• _Task_:
Reproduce each of the items below in full, requests included, and shift every point coordinate in the answers by adding 144 to it.

• _Input records_:

——————

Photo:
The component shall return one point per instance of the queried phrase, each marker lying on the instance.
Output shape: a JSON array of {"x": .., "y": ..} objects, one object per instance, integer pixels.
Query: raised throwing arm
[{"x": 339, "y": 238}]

——————

• _Final answer_:
Photo:
The component shall return one point per instance of the queried phrase, each marker lying on the instance.
Output shape: a JSON array of {"x": .., "y": ..} objects, one object per instance, integer pixels.
Query: raised throwing arm
[{"x": 483, "y": 382}]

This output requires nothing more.